■ **Written instruction 1**: Please copy the softball article word for word, from "The Australia women's" to "in the sport.".
■ **Written instruction 2**:
Answer these questions using the softball article, one answer per line:
(a) In which venue did Australian women play their 1949 series against New Zealand?
(b) At what stage was Australia knocked out in 1974, and by which team?
(c) What caused the national team to get less funding?
■ **Written instruction 3**: Pick up the softball article after its last sentence and keep writing it.

The Australia women's national softball team, also known as the Aussie Spirit, is the national softball team of Australia. It is governed by Softball Australia and takes part in international softball competitions. They are one of Australia's most successful women's sporting teams on the world stage, and they have achieved outstanding results over the last 3 decades. Alongside the USA team, the Aussie Spirit are the only other team to medal at all 4 Olympics that softball was included as a sport in the Olympics program. At the inaugural Women's Softball World Championship held in Melbourne, 1965. Australia claimed the first ever title, winning Gold and stamped themselves as a pioneer in the sport.

Funding
The national team has not secured as much funding as male dominated sports in Australia despite having performed better than some and having won major international competitions. The removal of softball from the Olympic programme resulted in the national team getting less funding.

History
Australian women competed in their first international competition in 1949 when they played a series against New Zealand in St Kilda at the St Kilda Cricket Ground. 10,000 people watched the game live. The first international for Australian women took place in 1951 when the Australians toured New Zealand. Australia won both games against the New Zealanders. In 1960, Australia hosted its first international tournament with national teams from Australia, New Zealand and South Africa competing. At the tournament, Australia beat South Africa by a score of 2–1. Australia hosted the event again in 1962, where they beat the New Zealanders in the final 2–1. At the ISF Women's World Championship, Australia finished first in 1965 and second in 1998. The 1965 victory was considered very impressive as they beat the Americans, who invented the game in 1887, to win the championship. Between 1949 and 1967, Australia's senior women's side was undefeated in international play.

Women's World Championship
Australia's women have won the World Championships. Australia was one of five nations to compete at the inaugural ISF Women's World Championship held in Melbourne, Victoria in 1965. At the time Australia hosted the event, the sport was being played by women across the country on the club and school level. At the 1965 Championships, Australia played two games against the United States where they shut them out and allowed them to score no runs. In 1974, Australia was knocked out at the semi-finals stage by the Americans by a score of 6–0. Australia finished second to the United States at the 1998 championship.  They lost in a one hit shutout. This was their best finish since the competition's inception. Australia will compete at the 2012 edition.

■ **Provided data**:
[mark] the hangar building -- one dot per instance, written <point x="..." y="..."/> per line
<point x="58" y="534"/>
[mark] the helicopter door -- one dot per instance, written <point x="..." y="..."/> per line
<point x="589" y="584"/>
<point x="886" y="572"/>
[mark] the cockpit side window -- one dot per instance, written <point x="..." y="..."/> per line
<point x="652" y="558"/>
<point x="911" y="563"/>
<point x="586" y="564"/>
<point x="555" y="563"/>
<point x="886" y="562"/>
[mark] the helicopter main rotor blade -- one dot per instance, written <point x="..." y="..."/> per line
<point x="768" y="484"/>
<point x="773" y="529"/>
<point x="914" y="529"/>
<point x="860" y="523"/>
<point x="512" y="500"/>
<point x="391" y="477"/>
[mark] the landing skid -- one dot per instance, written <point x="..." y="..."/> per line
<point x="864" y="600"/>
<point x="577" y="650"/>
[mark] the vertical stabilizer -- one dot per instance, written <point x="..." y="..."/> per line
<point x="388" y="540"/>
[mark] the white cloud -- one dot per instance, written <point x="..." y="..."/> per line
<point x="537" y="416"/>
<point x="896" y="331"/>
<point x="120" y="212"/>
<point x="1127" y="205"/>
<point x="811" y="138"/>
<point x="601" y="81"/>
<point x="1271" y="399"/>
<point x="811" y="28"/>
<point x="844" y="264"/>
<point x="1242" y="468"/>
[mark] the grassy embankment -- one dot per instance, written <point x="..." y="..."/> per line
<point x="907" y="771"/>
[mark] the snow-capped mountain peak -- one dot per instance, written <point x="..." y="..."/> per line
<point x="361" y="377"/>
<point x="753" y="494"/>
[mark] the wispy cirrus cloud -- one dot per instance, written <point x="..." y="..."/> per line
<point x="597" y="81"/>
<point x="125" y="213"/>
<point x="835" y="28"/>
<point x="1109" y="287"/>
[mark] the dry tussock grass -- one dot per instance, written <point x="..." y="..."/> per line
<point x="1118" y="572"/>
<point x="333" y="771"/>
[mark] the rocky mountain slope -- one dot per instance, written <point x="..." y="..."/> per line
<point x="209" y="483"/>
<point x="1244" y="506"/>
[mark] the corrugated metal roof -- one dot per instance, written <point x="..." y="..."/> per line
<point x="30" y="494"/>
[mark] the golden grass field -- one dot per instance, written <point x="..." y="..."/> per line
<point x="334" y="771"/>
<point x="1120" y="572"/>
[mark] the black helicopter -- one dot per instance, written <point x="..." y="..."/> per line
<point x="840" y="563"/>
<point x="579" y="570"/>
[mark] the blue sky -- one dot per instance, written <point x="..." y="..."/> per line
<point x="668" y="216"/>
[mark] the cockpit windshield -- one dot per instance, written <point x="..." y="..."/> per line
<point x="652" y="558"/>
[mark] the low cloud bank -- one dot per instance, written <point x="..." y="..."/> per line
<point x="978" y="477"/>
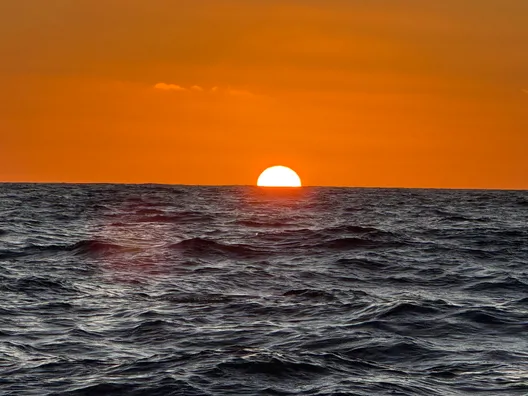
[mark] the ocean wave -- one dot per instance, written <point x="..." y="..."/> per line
<point x="200" y="246"/>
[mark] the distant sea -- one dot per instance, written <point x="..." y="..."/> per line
<point x="186" y="290"/>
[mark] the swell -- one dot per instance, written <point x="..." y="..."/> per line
<point x="207" y="247"/>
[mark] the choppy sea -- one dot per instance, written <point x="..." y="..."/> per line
<point x="187" y="290"/>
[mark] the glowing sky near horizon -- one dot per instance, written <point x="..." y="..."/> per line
<point x="354" y="93"/>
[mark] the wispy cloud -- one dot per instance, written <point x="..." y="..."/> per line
<point x="169" y="87"/>
<point x="214" y="90"/>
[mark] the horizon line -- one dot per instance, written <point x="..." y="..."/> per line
<point x="254" y="185"/>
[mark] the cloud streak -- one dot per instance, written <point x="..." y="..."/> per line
<point x="213" y="91"/>
<point x="169" y="87"/>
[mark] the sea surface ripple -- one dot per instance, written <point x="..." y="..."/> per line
<point x="187" y="290"/>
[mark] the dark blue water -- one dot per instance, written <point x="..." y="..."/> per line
<point x="173" y="290"/>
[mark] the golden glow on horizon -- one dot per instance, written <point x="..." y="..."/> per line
<point x="279" y="176"/>
<point x="409" y="94"/>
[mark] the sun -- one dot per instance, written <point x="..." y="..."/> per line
<point x="279" y="176"/>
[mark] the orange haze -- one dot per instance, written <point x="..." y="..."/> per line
<point x="355" y="93"/>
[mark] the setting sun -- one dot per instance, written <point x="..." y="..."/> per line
<point x="279" y="176"/>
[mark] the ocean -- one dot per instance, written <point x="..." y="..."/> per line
<point x="196" y="290"/>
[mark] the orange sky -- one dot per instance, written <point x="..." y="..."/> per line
<point x="408" y="93"/>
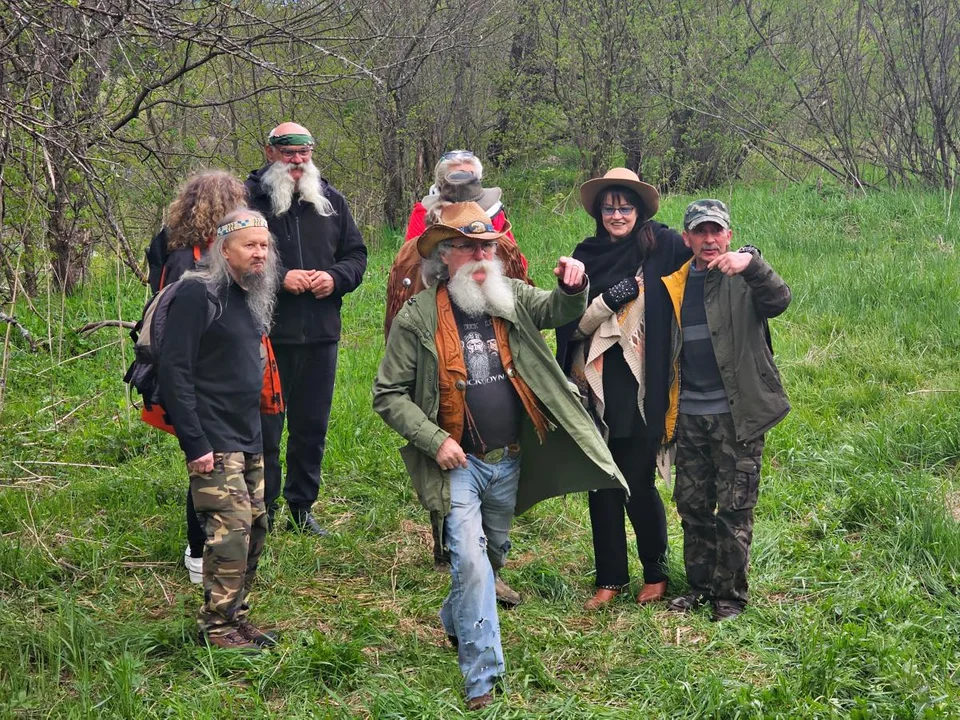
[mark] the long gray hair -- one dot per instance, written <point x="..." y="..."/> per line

■ **Task output 1**:
The Australia women's national softball team, also known as the Aussie Spirit, is the national softball team of Australia. It is governed by Softball Australia and takes part in international softball competitions. They are one of Australia's most successful women's sporting teams on the world stage, and they have achieved outstanding results over the last 3 decades. Alongside the USA team, the Aussie Spirit are the only other team to medal at all 4 Olympics that softball was included as a sport in the Olympics program. At the inaugural Women's Softball World Championship held in Melbourne, 1965. Australia claimed the first ever title, winning Gold and stamped themselves as a pioneer in the sport.

■ **Task output 2**:
(a) The St Kilda Cricket Ground, in St Kilda.
(b) At the semi-finals stage, by the Americans.
(c) The removal of softball from the Olympic programme.

■ **Task output 3**:
Olympics

Australia competed at all four Olympic Games where the sport was played.  At them, they won three bronze medals and a silver.

1996 Olympic Team
Going into the 1996 Summer Olympics, Australia were considered one of the favourites to possibly win gold. The Australians beat the Americans at the 1996 Olympics. Australia finished with a bronze medal.

2000 Olympic Team
The 2000 Games were played in Sydney. They had to beat the Americans to qualify for the gold medal, but lost 1–0 in a shut out. The Australians beat the Americans during the early part of the competition during pool play.

2004 Olympic Team
Australia won a silver medal at the 2004 Summer Olympics in Athens.

2008 Olympic Team
Australia earned a bronze medal at the 2008 Summer Games.

Other competitions
Majorie Nelson was a Victorian softball player. She was the first softball player to represent any country at four World Series of Softball. She was the Australian captain in 1974 and 1978 and the World Series.

Australia earned a bronze medal at the 2005 World Cup. In 2009, they earned a silver at the World Cup of Softball.

Australia earned a gold medal at the 2005 Canada Cup. They earned a silver in 2008. They earned a bronze in 2011. Australia earned a silver medal at the 2005 Pacific Rim tournament.

2020 Olympic roster

Test series
In 1962, Australia played a test series against New Zealand in New Zealand. Australia won two out of three games in the test.

In March 2012, the team played a test series against the Japan women's national softball team in Canberra.

Indigenous representation
Stacey Porter was the team's first aboriginal teammate to represent Australia in softball the Olympics. Other aboriginal members of the national team include Vanessa Stokes.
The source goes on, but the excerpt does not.